▸ Task to complete
Pull out every line of the rows below that contains the string "right", matching case exactly.

□ □ □ □

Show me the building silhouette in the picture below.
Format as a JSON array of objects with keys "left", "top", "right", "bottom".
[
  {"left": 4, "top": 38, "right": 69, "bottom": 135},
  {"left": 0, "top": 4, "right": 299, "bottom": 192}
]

□ □ □ □

▸ Output
Format as a JSON array of objects with keys "left", "top", "right", "bottom".
  {"left": 4, "top": 38, "right": 69, "bottom": 135},
  {"left": 0, "top": 4, "right": 299, "bottom": 192}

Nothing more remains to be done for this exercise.